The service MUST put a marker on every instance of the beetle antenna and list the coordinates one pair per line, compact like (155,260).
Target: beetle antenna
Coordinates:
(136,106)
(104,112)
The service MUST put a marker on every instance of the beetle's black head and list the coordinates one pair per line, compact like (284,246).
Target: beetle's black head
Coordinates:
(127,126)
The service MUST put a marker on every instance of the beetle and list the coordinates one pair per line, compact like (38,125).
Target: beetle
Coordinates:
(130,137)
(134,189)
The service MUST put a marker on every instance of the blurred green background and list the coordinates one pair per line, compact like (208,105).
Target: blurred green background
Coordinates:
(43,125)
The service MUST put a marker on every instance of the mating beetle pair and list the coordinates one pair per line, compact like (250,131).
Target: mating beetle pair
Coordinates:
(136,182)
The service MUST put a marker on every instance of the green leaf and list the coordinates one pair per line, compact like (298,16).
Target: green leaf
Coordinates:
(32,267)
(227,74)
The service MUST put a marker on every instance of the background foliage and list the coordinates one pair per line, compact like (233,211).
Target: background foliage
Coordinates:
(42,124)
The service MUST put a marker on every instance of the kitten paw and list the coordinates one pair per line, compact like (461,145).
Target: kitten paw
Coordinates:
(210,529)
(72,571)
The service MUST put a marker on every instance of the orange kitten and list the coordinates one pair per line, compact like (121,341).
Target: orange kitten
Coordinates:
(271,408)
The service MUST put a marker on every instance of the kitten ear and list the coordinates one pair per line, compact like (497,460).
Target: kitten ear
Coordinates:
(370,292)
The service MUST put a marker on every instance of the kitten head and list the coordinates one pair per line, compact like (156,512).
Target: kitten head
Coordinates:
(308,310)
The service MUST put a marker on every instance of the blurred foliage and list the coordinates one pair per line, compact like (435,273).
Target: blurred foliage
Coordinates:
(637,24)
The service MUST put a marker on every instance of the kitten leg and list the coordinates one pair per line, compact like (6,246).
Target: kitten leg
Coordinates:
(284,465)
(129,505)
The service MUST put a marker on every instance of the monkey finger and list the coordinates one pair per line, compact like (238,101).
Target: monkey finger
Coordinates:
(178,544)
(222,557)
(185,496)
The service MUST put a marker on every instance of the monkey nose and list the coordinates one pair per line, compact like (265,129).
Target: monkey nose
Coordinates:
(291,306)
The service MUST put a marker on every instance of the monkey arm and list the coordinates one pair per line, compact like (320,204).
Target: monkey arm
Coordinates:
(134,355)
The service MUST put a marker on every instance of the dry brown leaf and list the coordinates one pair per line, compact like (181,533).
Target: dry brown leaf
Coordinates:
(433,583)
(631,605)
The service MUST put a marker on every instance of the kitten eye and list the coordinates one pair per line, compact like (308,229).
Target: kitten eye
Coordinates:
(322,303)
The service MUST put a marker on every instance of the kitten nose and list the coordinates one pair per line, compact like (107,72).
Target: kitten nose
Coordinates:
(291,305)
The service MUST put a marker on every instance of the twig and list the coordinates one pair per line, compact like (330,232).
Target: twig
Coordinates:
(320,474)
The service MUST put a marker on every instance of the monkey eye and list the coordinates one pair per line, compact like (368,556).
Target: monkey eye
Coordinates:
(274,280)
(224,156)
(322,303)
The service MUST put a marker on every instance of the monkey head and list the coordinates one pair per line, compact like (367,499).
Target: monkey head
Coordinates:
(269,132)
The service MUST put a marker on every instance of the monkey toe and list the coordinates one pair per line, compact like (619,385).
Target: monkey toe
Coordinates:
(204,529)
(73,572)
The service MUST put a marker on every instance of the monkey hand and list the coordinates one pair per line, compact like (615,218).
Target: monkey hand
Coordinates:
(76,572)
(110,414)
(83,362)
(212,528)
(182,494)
......
**How to complete this task:** Which lines in the material contain the word "antenna"? Pull each of them out.

**Answer section:**
The service MUST put a marker on every instance of the beetle antenna and list the coordinates one pair per line, compact like (155,260).
Target: beetle antenna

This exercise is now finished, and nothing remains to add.